◆ **EXCERPT PROVIDED**
◇ ◇ ◇
Never in the history of the world (and presidential elections) has so much been said about energy, where it comes from, how we, as Americans can generate our own, how it can be used and what the future holds in store for alternative forms of it.

An 18-member panel at Massachusetts Institute of Technology (MIT) released a study in 2007 entitled, The Future of Geothermal Energy; Impact of Enhanced Geothermal Systems (EGS) on the United States in the 21st Century, the first study in 30 years to explore the largely ignored concept of geothermal energy.

If you’ve ever been to Yellowstone National Park or viewed photos of the Old Faithful geyser, you already know a little about geothermal energy. It’s the reserve of heat stored deep within the earth’s crust. The great thing about it is that mining this energy could meet a significant portion of the United States' future energy needs, at competitive prices and with minimal environmental impact.
◇ ◇ ◇
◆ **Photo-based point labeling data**
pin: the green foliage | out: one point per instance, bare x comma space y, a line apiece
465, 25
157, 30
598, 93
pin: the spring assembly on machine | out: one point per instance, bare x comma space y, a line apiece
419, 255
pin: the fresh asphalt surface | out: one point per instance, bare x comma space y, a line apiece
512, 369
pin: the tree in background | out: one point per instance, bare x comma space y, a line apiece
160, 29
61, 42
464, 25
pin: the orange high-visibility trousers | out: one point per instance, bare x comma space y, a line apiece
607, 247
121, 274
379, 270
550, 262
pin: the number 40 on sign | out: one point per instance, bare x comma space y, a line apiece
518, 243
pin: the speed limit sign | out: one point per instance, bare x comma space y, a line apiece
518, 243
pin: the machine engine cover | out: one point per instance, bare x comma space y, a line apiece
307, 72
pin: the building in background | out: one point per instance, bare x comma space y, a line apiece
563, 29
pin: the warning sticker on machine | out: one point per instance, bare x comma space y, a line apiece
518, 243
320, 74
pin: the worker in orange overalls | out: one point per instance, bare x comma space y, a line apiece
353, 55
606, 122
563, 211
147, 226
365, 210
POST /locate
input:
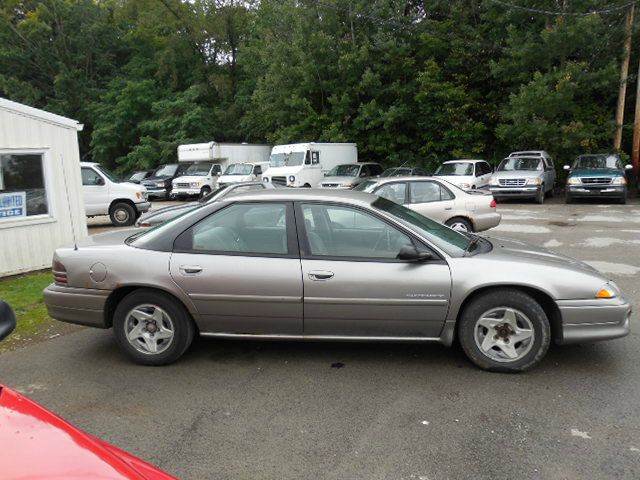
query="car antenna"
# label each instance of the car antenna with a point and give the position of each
(66, 189)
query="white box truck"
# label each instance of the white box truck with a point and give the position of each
(304, 164)
(209, 161)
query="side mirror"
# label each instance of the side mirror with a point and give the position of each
(411, 254)
(7, 320)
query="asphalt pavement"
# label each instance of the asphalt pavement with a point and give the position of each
(247, 410)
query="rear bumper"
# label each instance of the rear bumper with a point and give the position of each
(515, 192)
(82, 306)
(615, 191)
(585, 321)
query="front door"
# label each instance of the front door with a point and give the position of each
(354, 286)
(241, 268)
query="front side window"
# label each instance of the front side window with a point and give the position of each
(90, 177)
(240, 228)
(396, 192)
(22, 186)
(337, 231)
(424, 192)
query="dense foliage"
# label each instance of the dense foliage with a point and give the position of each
(408, 80)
◇ ◇ ◇
◆ **ACTIONS TO TAKE**
**a)** Transcribe the stretch of the geothermal energy passage from "Never in the" through "of geothermal energy.".
**b)** In the geothermal energy passage, what four things about energy does the first sentence say have been talked about?

◆ **ANSWERS FOR THE EXERCISE**
**a)**
Never in the history of the world (and presidential elections) has so much been said about energy, where it comes from, how we, as Americans can generate our own, how it can be used and what the future holds in store for alternative forms of it.

An 18-member panel at Massachusetts Institute of Technology (MIT) released a study in 2007 entitled, The Future of Geothermal Energy; Impact of Enhanced Geothermal Systems (EGS) on the United States in the 21st Century, the first study in 30 years to explore the largely ignored concept of geothermal energy.

**b)**
- Where it comes from
- How we, as Americans, can generate our own
- How it can be used
- What the future holds in store for alternative forms of it